Excerpts from a pointing dataset
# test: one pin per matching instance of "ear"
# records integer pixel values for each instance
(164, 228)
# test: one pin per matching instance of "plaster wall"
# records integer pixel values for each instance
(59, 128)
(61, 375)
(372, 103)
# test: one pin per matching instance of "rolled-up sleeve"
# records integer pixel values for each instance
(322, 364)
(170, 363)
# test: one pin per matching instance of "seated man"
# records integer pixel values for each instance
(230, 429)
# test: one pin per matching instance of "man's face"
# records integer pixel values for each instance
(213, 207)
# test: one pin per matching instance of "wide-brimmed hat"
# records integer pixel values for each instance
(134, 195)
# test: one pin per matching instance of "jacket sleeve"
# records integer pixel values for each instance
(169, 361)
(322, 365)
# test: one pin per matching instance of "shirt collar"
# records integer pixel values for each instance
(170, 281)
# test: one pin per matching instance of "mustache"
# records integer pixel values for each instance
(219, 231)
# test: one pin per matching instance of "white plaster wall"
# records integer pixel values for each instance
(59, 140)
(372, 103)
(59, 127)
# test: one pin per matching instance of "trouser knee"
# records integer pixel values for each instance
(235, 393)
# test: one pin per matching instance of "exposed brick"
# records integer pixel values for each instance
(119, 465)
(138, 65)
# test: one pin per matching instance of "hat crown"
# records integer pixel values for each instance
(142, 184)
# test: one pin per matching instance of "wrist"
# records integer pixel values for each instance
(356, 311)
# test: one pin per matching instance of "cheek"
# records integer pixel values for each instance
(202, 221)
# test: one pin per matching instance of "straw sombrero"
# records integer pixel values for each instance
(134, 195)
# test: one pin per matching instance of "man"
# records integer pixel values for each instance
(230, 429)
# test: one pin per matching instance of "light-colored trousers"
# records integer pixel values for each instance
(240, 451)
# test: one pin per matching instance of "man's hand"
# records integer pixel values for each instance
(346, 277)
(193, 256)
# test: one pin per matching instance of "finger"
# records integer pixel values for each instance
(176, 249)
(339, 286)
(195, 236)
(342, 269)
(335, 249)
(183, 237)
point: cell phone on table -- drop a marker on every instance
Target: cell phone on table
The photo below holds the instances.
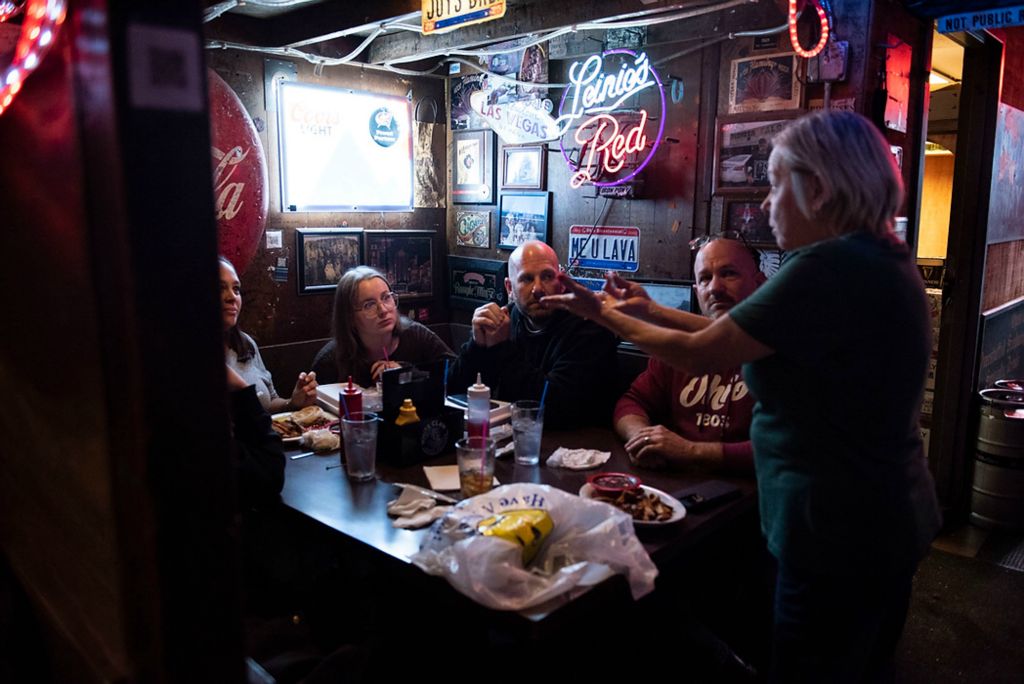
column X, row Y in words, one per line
column 708, row 495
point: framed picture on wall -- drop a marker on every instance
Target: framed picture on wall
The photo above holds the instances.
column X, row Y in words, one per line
column 741, row 150
column 765, row 83
column 473, row 283
column 522, row 216
column 406, row 258
column 745, row 217
column 523, row 167
column 473, row 167
column 324, row 254
column 472, row 228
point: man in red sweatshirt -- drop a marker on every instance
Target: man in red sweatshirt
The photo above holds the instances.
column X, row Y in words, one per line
column 673, row 419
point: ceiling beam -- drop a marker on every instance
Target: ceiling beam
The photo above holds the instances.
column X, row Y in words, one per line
column 520, row 19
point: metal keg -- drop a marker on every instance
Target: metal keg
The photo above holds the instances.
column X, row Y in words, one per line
column 997, row 493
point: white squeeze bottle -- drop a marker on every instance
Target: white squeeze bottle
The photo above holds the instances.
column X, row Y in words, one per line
column 478, row 414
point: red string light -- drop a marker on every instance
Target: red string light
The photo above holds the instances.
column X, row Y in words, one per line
column 795, row 39
column 39, row 32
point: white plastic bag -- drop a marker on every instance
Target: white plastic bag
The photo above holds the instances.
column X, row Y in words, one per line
column 590, row 542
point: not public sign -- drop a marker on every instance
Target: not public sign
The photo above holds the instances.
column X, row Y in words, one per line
column 997, row 17
column 606, row 247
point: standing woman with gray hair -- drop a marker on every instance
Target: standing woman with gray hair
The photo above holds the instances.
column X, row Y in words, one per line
column 835, row 347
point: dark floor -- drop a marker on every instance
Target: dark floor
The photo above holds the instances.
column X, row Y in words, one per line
column 967, row 613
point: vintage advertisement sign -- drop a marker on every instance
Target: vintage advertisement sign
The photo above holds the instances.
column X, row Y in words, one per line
column 519, row 122
column 473, row 283
column 443, row 15
column 608, row 247
column 997, row 17
column 240, row 178
column 764, row 83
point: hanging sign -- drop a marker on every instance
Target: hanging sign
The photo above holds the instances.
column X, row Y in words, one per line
column 518, row 122
column 996, row 17
column 240, row 174
column 606, row 247
column 443, row 15
column 608, row 116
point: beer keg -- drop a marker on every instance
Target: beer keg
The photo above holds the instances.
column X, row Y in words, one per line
column 997, row 492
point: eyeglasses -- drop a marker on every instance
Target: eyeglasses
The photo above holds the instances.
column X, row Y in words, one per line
column 387, row 302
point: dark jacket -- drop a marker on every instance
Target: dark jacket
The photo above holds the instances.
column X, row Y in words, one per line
column 576, row 356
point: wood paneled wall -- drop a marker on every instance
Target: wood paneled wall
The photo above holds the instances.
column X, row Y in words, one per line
column 1004, row 273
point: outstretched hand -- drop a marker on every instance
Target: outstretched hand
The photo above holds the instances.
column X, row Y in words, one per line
column 629, row 297
column 304, row 393
column 576, row 299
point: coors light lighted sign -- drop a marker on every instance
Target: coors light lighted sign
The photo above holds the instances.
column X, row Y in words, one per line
column 611, row 117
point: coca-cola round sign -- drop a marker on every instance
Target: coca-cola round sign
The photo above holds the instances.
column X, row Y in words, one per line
column 240, row 184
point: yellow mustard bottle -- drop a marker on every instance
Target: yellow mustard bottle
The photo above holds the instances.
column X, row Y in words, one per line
column 407, row 414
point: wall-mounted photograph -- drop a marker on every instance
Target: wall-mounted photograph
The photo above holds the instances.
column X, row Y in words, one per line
column 324, row 254
column 472, row 228
column 741, row 153
column 522, row 216
column 523, row 167
column 473, row 283
column 764, row 83
column 473, row 167
column 747, row 218
column 406, row 258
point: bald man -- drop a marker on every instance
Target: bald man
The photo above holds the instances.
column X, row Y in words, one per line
column 519, row 347
column 671, row 418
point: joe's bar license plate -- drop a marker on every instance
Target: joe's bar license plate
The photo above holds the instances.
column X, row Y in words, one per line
column 440, row 15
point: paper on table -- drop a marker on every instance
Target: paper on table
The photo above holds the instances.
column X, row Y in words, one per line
column 445, row 478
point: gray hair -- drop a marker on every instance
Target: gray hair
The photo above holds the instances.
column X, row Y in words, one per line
column 862, row 187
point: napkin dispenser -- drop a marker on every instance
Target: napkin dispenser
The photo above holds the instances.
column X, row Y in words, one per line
column 438, row 427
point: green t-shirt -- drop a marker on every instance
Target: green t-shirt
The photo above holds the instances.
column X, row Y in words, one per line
column 843, row 482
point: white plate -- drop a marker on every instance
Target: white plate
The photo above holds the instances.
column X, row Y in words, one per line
column 678, row 510
column 287, row 415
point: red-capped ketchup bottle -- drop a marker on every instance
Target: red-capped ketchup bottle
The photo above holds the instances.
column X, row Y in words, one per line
column 478, row 412
column 351, row 398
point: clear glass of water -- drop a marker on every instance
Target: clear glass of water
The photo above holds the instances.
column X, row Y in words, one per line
column 359, row 432
column 527, row 426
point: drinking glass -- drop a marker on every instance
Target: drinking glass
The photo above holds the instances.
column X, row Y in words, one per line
column 359, row 433
column 476, row 465
column 527, row 425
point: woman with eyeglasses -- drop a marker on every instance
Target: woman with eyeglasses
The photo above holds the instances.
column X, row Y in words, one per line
column 370, row 335
column 835, row 348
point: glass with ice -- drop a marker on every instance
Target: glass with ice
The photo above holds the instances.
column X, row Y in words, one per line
column 476, row 465
column 527, row 426
column 359, row 433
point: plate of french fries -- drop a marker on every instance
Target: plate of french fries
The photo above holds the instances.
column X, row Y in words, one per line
column 292, row 425
column 646, row 505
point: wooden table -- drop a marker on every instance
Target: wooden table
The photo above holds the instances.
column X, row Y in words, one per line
column 318, row 488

*TASK OBJECTIVE*.
Present all of the lines above as a Markdown table with the columns "No." and "Line," one row per line and no rows for blank lines. Leave the pictures out of your answer.

*WRITTEN SOLUTION*.
| No. | Line |
|---|---|
| 1 | # test: one pin per matching instance of "ear" |
| 2 | # records integer pixel values for each instance |
| 3 | (164, 228) |
| 4 | # test: one pin per matching instance of "plaster wall" |
| 5 | # records integer pixel values for each instance |
| 6 | (59, 128) |
| 7 | (61, 375) |
| 8 | (372, 103) |
| 9 | # test: one pin per matching instance of "rolled-up sleeve" |
| 10 | # records integer pixel values for each instance |
| 11 | (322, 364) |
| 12 | (170, 363) |
| 13 | # test: one pin per matching instance of "seated man" |
| 14 | # records integer pixel values for each instance |
| 15 | (230, 429) |
| 16 | # test: one pin per matching instance of "man's face" |
| 17 | # records integer pixel values for each instance |
| 18 | (213, 207) |
| 19 | # test: one pin per matching instance of "wide-brimmed hat" |
| 20 | # records integer pixel values for each instance |
| 21 | (134, 195) |
| 22 | # test: one pin per matching instance of "jacket sleeve" |
| 23 | # records integer pixel values for each instance |
| 24 | (169, 361) |
| 25 | (322, 365) |
| 26 | # test: one pin per matching instance of "shirt collar" |
| 27 | # records integer pixel values for each instance |
| 28 | (170, 281) |
| 29 | # test: one pin per matching instance of "mustache" |
| 30 | # records integer pixel values for each instance |
| 31 | (219, 231) |
| 32 | # test: one pin per matching instance of "white plaster wall" |
| 33 | # records integer pixel values for each instance |
| 34 | (59, 140) |
| 35 | (372, 103) |
| 36 | (59, 127) |
| 37 | # test: one pin per matching instance of "trouser knee" |
| 38 | # records integer pixel values for each instance |
| 39 | (235, 393) |
| 40 | # test: one pin per matching instance of "exposed brick" |
| 41 | # records integer pixel values for each instance |
| 42 | (119, 465) |
| 43 | (138, 65) |
| 44 | # test: one pin per matching instance of "hat crown" |
| 45 | # records integer pixel values for each instance |
| 46 | (142, 184) |
| 47 | # test: one pin per matching instance of "wrist" |
| 48 | # records integer pixel values for each instance |
| 49 | (356, 311) |
| 50 | # test: one pin per matching instance of "cheek" |
| 51 | # records integer pixel values for each instance |
| 52 | (202, 221) |
| 53 | # test: one pin per matching instance of "straw sombrero" |
| 54 | # records integer pixel values for each instance |
| 55 | (134, 195) |
| 56 | # test: one pin per matching instance of "man" |
| 57 | # records integer pixel values for each instance |
| 58 | (230, 429) |
| 59 | # test: one pin per matching instance of "light-colored trousers" |
| 60 | # records integer pixel values for each instance |
| 61 | (240, 451) |
| 62 | # test: one pin per matching instance of "man's hand" |
| 63 | # records integer pixel values for each instance |
| 64 | (346, 277) |
| 65 | (193, 256) |
| 66 | # test: one pin per matching instance of "finger" |
| 67 | # records integer pixel values for each instance |
| 68 | (176, 249) |
| 69 | (339, 286) |
| 70 | (195, 236) |
| 71 | (342, 269) |
| 72 | (335, 249) |
| 73 | (183, 237) |
| 74 | point: cell phone on table -- drop a marker on every instance |
| 75 | Target: cell phone on table |
| 76 | The photo below holds the instances. |
| 77 | column X, row Y in words, one per line |
| 78 | column 708, row 495 |
| 79 | point: framed picture on wall -- drop a marker on every instance |
| 80 | Target: framed picture on wall |
| 81 | The photo above holds the instances. |
| 82 | column X, row Y in words, one per line |
| 83 | column 741, row 150 |
| 84 | column 765, row 83 |
| 85 | column 473, row 283 |
| 86 | column 522, row 216 |
| 87 | column 406, row 258 |
| 88 | column 745, row 217 |
| 89 | column 523, row 167 |
| 90 | column 473, row 167 |
| 91 | column 324, row 254 |
| 92 | column 472, row 228 |
| 93 | point: man in red sweatshirt -- drop a marker on every instance |
| 94 | Target: man in red sweatshirt |
| 95 | The photo above holds the instances. |
| 96 | column X, row Y in words, one per line |
| 97 | column 673, row 419 |
| 98 | point: ceiling beam -- drop a marker on every instance |
| 99 | Target: ceiling beam |
| 100 | The photo above holds the instances. |
| 101 | column X, row Y in words, one per line |
| 102 | column 520, row 19 |
| 103 | point: metal keg -- drop a marker on every instance |
| 104 | Target: metal keg |
| 105 | The photo above holds the instances. |
| 106 | column X, row Y in words, one per line |
| 107 | column 997, row 493 |
| 108 | point: white squeeze bottle -- drop a marker on every instance |
| 109 | Target: white squeeze bottle |
| 110 | The photo above holds the instances. |
| 111 | column X, row Y in words, one per line |
| 112 | column 478, row 414 |
| 113 | point: red string light -- drop a marker on every instance |
| 114 | Target: red string light |
| 115 | The photo above holds the instances. |
| 116 | column X, row Y in words, one per line |
| 117 | column 795, row 39 |
| 118 | column 39, row 32 |
| 119 | point: white plastic bag -- drop a marker on every instance |
| 120 | Target: white plastic bag |
| 121 | The photo above holds the instances. |
| 122 | column X, row Y in words, one per line |
| 123 | column 590, row 542 |
| 124 | point: not public sign -- drop a marker on every instance |
| 125 | Target: not public sign |
| 126 | The photo above holds the instances. |
| 127 | column X, row Y in words, one per line |
| 128 | column 997, row 17 |
| 129 | column 606, row 247 |
| 130 | point: standing woman with gray hair -- drop a marker on every instance |
| 131 | Target: standing woman with gray hair |
| 132 | The photo above holds the instances. |
| 133 | column X, row Y in words, one per line |
| 134 | column 835, row 347 |
| 135 | point: dark floor -- drop a marker on every instance |
| 136 | Target: dark floor |
| 137 | The photo above holds the instances. |
| 138 | column X, row Y in words, one per line |
| 139 | column 967, row 613 |
| 140 | point: vintage advertisement sign -- drop a marker on every instance |
| 141 | Target: vintage advertisement sign |
| 142 | The photo above holds the instances. |
| 143 | column X, row Y in words, one per line |
| 144 | column 519, row 122 |
| 145 | column 473, row 283 |
| 146 | column 443, row 15 |
| 147 | column 608, row 247 |
| 148 | column 997, row 17 |
| 149 | column 240, row 178 |
| 150 | column 764, row 83 |
| 151 | point: hanging sign -- drop a marker on every instance |
| 152 | Target: hanging sign |
| 153 | The photo above holds the instances. |
| 154 | column X, row Y in words, one per line |
| 155 | column 518, row 122 |
| 156 | column 996, row 17 |
| 157 | column 240, row 174 |
| 158 | column 606, row 247 |
| 159 | column 443, row 15 |
| 160 | column 608, row 116 |
| 161 | point: beer keg -- drop a marker on every instance |
| 162 | Target: beer keg |
| 163 | The photo above holds the instances. |
| 164 | column X, row Y in words, one per line |
| 165 | column 997, row 492 |
| 166 | point: eyeglasses -- drop a marker on every instance |
| 167 | Target: eyeglasses |
| 168 | The photo above holds the instances. |
| 169 | column X, row Y in words, one per line |
| 170 | column 387, row 302 |
| 171 | point: dark jacket -- drop a marker on every instance |
| 172 | Target: dark jacket |
| 173 | The photo above holds the instances. |
| 174 | column X, row Y in words, one per line |
| 175 | column 576, row 356 |
| 176 | point: wood paneled wall -- drop a marker on every instance |
| 177 | Target: wood paneled wall |
| 178 | The photo above holds the instances. |
| 179 | column X, row Y in words, one per line |
| 180 | column 1004, row 273 |
| 181 | point: outstretched hand -- drop a marker on every instance |
| 182 | Target: outstretched hand |
| 183 | The photo above holds the instances. |
| 184 | column X, row Y in words, one per line |
| 185 | column 629, row 297 |
| 186 | column 304, row 393 |
| 187 | column 576, row 299 |
| 188 | point: coors light lighted sign -- drop a marker on every instance |
| 189 | Target: coors light lighted sign |
| 190 | The photo above holds the instances. |
| 191 | column X, row Y in words, one per line |
| 192 | column 611, row 117 |
| 193 | point: coca-cola round sign -- drop a marker on every instance |
| 194 | Target: coca-cola round sign |
| 195 | The photo above holds the instances. |
| 196 | column X, row Y in words, one per line |
| 197 | column 240, row 184 |
| 198 | point: yellow mustard bottle -- drop a marker on every instance |
| 199 | Target: yellow mustard bottle |
| 200 | The photo above holds the instances. |
| 201 | column X, row Y in words, one per line |
| 202 | column 407, row 414 |
| 203 | point: wall-mounted photograph -- drop a marker on every instance |
| 204 | Target: wall-mounted photograph |
| 205 | The photo above holds the instances. |
| 206 | column X, row Y in words, one per line |
| 207 | column 324, row 254 |
| 208 | column 472, row 228 |
| 209 | column 741, row 153 |
| 210 | column 522, row 216 |
| 211 | column 523, row 167 |
| 212 | column 473, row 283 |
| 213 | column 764, row 83 |
| 214 | column 473, row 167 |
| 215 | column 747, row 218 |
| 216 | column 406, row 258 |
| 217 | point: bald man -- drop a marker on every instance |
| 218 | Target: bald man |
| 219 | The photo above holds the instances. |
| 220 | column X, row Y in words, one per line |
| 221 | column 519, row 347 |
| 222 | column 671, row 418 |
| 223 | point: joe's bar license plate -- drop a marker on every instance |
| 224 | Target: joe's bar license plate |
| 225 | The photo above holds the instances. |
| 226 | column X, row Y in words, one per line |
| 227 | column 440, row 15 |
| 228 | point: paper on table -- drop a marker on every instance |
| 229 | Target: paper on table |
| 230 | The photo above holds the instances. |
| 231 | column X, row Y in words, one per line |
| 232 | column 445, row 478 |
| 233 | point: gray hair -- drop a marker on every instance |
| 234 | Target: gray hair |
| 235 | The photo above holds the instances. |
| 236 | column X, row Y in words, one per line |
| 237 | column 862, row 187 |
| 238 | point: napkin dispenser -- drop a marker on every instance |
| 239 | Target: napkin dispenser |
| 240 | The photo above holds the instances. |
| 241 | column X, row Y in words, one per line |
| 242 | column 438, row 427 |
| 243 | point: green t-shirt -- drop a marker on every instance |
| 244 | Target: green t-shirt |
| 245 | The photo above holds the instances. |
| 246 | column X, row Y in words, one per line |
| 247 | column 843, row 482 |
| 248 | point: white plate -- drop a marker on every instance |
| 249 | Target: white plate |
| 250 | The photo above holds the instances. |
| 251 | column X, row Y in words, one per line |
| 252 | column 678, row 510 |
| 253 | column 287, row 415 |
| 254 | point: red-capped ketchup bottle -- drop a marker on every instance |
| 255 | Target: red-capped ketchup bottle |
| 256 | The photo above holds the instances. |
| 257 | column X, row Y in words, one per line |
| 258 | column 478, row 412 |
| 259 | column 351, row 398 |
| 260 | point: clear glass of water -- drop a marker on every instance |
| 261 | Target: clear glass of water |
| 262 | The photo above holds the instances. |
| 263 | column X, row Y in words, one per line |
| 264 | column 359, row 432 |
| 265 | column 527, row 426 |
| 266 | point: drinking glass -- drop a marker on every instance |
| 267 | Target: drinking glass |
| 268 | The photo above holds the instances. |
| 269 | column X, row Y in words, one per line |
| 270 | column 359, row 433 |
| 271 | column 476, row 465 |
| 272 | column 527, row 425 |
| 273 | point: woman with eyeglasses -- drop a marker on every instance |
| 274 | Target: woman with eyeglasses |
| 275 | The photo above holds the instances. |
| 276 | column X, row Y in words, one per line |
| 277 | column 370, row 335 |
| 278 | column 835, row 348 |
| 279 | point: glass with ice -- drop a marker on every instance |
| 280 | Target: glass with ice |
| 281 | The photo above holds the instances. |
| 282 | column X, row Y in words, one per line |
| 283 | column 476, row 465 |
| 284 | column 527, row 426 |
| 285 | column 359, row 433 |
| 286 | point: plate of french fries -- drop a marker on every instance |
| 287 | Target: plate of french fries |
| 288 | The photo above holds the instances. |
| 289 | column X, row Y in words, one per line |
| 290 | column 292, row 425 |
| 291 | column 646, row 505 |
| 292 | point: wooden table -- drop a marker on every instance |
| 293 | Target: wooden table |
| 294 | The photo above holds the instances. |
| 295 | column X, row Y in words, one per line |
| 296 | column 318, row 488 |